START LISTED ENTRIES

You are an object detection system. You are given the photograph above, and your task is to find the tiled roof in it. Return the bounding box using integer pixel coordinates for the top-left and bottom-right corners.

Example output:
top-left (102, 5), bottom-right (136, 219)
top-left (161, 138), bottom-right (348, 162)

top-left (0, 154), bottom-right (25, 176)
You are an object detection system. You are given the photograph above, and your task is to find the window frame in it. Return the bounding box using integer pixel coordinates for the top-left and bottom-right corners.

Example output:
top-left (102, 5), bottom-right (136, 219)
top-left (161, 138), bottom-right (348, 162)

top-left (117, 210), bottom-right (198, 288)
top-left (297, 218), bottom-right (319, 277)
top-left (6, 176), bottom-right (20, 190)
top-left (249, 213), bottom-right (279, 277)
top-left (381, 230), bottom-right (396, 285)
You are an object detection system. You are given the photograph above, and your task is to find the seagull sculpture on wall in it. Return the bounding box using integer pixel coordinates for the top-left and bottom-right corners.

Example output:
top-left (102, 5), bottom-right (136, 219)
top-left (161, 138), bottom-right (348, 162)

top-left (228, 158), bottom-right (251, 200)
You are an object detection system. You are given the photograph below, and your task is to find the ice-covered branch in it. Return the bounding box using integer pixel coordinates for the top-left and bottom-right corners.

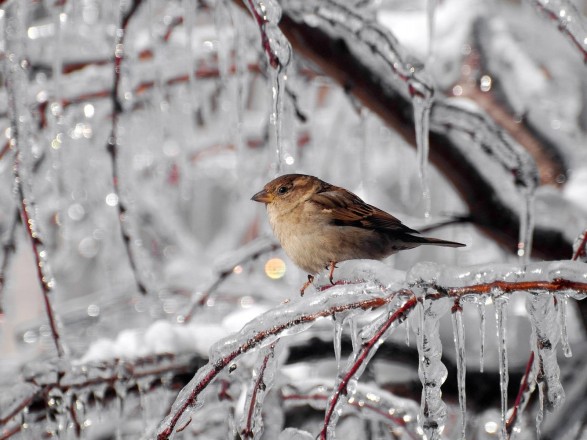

END LISTED ENTRIES

YOUR GOAL => When a line in the listing above holds the word "find", copy it.

EXERCISE ANSWER =>
You are an object detection system. You are given the photograph above, and your task is to find the tiled roof in it. Return the bounding box using integer pixel coordinates for the top-left and bottom-right corners.
You are an object detection system. You are given the photograph above, and your task is to find the window frame in it. Return the bounding box using integer pixel coordinates for the top-left and bottom-right corners.
You are an object detection system. You are given the photograph above, and your task is to find the seagull sculpture on wall in it. Return the bounding box using integer pixel coordinates for the top-left and bottom-right corners.
You are an object detection system. You are given the photograph below, and your task is to find the ice-covered branch in it. Return the bounding box using integer pixel coordinates for the top-left and bottom-right corners.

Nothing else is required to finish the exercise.